> [Written exercise]: Gather each line of the items below that contains the string "brown", and copy each of those lines in full.

> [Record excerpts]:
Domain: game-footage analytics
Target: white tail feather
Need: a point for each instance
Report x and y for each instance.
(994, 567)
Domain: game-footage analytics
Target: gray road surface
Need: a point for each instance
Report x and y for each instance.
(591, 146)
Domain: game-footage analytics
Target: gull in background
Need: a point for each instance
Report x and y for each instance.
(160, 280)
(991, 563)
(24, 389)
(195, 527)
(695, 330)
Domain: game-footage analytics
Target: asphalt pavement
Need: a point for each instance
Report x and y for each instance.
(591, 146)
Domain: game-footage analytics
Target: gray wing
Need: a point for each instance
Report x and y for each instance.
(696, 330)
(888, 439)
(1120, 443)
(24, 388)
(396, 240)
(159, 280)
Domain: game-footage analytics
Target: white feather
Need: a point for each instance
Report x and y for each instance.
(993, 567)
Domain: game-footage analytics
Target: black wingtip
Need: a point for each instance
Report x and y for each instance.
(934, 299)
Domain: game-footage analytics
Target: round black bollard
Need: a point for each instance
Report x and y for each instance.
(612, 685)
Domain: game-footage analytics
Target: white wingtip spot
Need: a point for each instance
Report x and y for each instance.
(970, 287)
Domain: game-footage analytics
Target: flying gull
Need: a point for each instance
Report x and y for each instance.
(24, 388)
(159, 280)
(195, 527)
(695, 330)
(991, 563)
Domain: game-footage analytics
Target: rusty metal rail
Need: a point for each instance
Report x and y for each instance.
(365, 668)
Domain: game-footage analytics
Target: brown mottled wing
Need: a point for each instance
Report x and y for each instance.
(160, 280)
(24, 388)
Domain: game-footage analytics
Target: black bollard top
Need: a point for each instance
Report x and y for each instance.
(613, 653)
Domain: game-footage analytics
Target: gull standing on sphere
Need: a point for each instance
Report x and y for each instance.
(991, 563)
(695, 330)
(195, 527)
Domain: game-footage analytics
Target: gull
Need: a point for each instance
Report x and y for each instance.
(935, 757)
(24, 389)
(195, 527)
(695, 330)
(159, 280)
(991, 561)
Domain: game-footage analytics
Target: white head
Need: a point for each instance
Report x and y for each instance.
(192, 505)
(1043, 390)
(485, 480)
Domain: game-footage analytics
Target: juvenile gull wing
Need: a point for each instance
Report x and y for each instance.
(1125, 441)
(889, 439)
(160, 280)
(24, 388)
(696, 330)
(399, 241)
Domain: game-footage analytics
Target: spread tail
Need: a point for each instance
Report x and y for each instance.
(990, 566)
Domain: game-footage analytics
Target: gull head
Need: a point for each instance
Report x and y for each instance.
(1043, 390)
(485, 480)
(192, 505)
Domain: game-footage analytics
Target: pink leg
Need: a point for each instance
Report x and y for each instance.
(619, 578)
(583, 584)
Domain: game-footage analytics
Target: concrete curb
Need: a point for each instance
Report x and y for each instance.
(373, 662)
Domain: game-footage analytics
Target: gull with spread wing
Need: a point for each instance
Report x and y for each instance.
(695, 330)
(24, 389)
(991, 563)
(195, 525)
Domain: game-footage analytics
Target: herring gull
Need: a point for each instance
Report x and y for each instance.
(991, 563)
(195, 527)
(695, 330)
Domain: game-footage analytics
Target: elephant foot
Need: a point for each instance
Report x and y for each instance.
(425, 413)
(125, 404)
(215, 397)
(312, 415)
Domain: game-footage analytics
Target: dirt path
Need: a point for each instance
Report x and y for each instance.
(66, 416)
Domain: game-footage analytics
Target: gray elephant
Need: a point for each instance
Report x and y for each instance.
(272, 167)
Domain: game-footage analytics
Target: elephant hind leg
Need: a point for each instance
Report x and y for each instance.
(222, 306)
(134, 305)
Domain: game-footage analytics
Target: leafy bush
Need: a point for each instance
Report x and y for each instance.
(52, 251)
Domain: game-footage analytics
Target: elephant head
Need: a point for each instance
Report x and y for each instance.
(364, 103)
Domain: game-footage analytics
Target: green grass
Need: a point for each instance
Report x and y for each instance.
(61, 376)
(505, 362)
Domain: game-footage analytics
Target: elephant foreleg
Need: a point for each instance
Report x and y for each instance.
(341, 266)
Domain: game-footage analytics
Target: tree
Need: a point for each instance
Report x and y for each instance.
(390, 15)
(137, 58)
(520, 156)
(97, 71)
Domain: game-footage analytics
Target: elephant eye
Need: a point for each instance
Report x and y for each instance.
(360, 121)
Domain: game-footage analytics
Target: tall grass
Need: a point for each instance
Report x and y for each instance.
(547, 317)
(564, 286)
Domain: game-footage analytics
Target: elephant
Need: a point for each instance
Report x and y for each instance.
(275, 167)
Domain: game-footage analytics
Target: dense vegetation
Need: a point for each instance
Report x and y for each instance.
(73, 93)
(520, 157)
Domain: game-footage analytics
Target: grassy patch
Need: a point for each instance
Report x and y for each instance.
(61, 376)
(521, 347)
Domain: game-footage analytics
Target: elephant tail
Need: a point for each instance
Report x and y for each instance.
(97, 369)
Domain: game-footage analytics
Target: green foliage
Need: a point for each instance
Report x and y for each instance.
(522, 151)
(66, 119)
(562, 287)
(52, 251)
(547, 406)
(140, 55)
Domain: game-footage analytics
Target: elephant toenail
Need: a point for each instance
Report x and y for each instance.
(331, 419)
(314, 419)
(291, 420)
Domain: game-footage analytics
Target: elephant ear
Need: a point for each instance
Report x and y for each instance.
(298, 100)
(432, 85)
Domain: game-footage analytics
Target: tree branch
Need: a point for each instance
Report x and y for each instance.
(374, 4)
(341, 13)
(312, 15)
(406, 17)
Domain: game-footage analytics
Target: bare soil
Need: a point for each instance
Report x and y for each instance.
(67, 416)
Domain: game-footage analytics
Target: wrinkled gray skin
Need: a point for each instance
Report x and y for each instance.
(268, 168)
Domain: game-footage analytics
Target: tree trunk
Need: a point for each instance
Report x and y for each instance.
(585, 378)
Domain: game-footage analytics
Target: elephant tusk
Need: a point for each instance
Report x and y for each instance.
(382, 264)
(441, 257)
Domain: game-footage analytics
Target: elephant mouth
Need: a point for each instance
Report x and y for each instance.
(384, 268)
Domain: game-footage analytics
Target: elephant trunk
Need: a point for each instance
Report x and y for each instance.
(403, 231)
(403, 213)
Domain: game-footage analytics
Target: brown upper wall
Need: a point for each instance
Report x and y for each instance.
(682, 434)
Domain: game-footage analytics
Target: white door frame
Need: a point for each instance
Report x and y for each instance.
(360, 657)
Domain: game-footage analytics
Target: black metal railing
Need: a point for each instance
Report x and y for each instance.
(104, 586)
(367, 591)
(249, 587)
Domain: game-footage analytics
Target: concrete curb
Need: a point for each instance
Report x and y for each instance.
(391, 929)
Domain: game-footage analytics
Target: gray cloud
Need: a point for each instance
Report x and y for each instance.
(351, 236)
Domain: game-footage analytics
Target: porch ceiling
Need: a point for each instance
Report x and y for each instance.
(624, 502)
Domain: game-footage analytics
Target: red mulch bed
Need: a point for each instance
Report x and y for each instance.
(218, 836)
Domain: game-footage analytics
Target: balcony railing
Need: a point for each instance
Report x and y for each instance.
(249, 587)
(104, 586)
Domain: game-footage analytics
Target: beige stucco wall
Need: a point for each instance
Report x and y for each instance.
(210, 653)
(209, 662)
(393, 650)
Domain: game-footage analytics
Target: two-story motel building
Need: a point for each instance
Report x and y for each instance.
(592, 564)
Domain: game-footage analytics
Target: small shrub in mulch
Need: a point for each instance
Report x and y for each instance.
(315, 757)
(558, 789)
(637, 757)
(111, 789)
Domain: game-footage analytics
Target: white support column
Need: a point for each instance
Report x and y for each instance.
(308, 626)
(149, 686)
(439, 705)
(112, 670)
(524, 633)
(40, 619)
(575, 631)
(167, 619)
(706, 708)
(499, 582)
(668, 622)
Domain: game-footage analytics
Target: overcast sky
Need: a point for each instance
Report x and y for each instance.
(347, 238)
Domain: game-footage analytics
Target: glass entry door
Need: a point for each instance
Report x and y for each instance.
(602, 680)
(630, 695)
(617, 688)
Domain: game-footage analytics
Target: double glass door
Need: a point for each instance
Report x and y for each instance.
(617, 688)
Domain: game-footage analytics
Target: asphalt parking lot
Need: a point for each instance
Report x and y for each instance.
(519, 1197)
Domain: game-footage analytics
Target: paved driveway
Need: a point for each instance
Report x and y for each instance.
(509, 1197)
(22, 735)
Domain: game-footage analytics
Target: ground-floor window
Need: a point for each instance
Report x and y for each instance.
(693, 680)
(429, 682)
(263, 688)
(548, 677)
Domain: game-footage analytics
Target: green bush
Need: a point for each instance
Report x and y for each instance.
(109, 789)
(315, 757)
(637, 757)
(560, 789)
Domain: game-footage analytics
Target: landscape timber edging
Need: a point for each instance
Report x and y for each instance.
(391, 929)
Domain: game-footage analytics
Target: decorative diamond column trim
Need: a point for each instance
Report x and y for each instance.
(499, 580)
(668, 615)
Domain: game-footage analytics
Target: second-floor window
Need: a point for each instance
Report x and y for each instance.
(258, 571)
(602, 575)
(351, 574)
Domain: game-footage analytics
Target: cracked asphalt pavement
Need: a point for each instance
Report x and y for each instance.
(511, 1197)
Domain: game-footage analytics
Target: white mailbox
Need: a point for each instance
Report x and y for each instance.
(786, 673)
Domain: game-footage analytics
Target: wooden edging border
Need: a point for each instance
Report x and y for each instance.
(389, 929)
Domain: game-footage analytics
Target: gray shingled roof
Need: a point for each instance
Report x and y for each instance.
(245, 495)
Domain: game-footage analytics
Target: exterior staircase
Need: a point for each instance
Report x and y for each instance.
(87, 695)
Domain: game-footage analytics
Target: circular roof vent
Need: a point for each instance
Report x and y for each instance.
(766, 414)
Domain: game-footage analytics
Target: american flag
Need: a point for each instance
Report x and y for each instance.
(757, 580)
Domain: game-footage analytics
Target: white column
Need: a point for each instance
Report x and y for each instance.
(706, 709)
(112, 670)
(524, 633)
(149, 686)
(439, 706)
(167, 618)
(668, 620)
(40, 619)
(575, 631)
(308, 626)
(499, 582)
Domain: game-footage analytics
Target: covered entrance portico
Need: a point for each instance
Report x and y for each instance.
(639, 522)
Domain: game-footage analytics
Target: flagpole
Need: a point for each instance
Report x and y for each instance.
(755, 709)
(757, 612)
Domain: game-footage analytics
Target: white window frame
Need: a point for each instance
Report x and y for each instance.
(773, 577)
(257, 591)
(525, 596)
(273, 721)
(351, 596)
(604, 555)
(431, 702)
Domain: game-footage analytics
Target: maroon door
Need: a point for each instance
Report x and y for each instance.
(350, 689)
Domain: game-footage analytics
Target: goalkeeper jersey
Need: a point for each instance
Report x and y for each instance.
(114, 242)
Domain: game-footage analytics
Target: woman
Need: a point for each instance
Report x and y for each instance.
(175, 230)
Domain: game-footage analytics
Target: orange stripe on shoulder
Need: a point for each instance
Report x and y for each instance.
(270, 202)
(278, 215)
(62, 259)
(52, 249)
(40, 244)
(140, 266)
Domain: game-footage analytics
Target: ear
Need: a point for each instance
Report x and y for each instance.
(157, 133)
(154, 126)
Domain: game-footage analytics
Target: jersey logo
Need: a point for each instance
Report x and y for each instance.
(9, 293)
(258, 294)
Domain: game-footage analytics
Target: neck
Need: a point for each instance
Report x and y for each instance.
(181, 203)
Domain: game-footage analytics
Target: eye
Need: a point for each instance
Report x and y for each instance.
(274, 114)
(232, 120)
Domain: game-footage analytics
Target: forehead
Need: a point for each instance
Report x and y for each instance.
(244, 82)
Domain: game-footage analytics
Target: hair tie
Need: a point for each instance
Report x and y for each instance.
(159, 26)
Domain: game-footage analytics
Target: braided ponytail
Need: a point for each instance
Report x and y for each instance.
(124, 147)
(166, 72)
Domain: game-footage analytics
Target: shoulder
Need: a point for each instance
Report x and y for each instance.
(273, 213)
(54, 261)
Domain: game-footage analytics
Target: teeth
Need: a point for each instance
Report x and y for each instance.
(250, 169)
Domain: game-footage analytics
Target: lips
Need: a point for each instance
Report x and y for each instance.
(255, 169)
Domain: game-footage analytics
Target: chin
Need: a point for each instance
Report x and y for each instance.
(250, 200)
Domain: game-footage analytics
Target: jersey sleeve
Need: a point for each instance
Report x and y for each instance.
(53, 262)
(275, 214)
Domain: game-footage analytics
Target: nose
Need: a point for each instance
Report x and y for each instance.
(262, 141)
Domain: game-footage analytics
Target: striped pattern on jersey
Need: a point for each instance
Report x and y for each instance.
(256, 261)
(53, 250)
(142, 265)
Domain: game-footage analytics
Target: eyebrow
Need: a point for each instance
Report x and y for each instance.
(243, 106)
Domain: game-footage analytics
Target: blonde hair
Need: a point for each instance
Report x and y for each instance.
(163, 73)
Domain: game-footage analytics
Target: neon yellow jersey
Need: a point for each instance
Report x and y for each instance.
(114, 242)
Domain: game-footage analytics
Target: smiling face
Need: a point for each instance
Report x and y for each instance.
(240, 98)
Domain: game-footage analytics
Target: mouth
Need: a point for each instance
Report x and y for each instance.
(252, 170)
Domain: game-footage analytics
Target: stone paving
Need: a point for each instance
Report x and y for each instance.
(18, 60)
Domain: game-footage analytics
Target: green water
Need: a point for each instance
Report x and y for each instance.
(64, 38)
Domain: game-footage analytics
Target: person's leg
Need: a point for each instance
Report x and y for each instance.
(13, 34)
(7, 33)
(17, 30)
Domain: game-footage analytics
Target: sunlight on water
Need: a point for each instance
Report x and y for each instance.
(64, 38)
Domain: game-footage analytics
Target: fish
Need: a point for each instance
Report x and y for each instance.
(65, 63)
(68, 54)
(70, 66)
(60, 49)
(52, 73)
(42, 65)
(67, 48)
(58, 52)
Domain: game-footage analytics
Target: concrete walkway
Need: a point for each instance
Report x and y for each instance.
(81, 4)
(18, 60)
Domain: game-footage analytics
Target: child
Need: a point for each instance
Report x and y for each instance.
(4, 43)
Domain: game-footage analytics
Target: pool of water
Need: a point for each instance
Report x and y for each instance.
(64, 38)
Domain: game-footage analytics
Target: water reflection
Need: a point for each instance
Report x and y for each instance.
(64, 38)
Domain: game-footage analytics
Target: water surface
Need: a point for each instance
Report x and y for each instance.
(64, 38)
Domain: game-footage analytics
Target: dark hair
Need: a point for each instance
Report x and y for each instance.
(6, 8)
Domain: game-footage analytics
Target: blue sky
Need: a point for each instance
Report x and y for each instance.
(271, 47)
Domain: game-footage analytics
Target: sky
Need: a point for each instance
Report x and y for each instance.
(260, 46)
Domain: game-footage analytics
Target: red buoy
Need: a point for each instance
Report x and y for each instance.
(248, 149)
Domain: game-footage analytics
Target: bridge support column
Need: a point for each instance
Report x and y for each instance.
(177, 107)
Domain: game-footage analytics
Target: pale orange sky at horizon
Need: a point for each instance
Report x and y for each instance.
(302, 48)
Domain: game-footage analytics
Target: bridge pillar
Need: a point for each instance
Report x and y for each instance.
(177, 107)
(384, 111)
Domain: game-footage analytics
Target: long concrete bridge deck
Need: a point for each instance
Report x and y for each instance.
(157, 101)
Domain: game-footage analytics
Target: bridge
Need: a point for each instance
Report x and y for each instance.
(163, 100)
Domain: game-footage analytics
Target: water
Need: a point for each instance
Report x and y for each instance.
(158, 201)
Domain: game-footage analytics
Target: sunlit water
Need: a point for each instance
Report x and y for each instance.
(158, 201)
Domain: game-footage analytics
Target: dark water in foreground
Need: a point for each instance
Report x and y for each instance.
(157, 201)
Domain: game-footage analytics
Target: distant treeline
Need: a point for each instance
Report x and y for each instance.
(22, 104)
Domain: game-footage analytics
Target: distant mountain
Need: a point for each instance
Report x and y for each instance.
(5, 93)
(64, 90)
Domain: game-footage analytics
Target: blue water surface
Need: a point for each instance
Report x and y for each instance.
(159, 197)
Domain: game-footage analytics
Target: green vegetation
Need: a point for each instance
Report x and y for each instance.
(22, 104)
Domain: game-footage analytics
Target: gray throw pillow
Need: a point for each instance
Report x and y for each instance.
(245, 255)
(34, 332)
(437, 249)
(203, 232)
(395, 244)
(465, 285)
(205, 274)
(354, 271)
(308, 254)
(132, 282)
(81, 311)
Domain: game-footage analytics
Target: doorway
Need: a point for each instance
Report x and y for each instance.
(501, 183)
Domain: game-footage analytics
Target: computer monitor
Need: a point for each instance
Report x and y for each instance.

> [Exercise response]:
Target: brown mottled wing
Target: brown upper wall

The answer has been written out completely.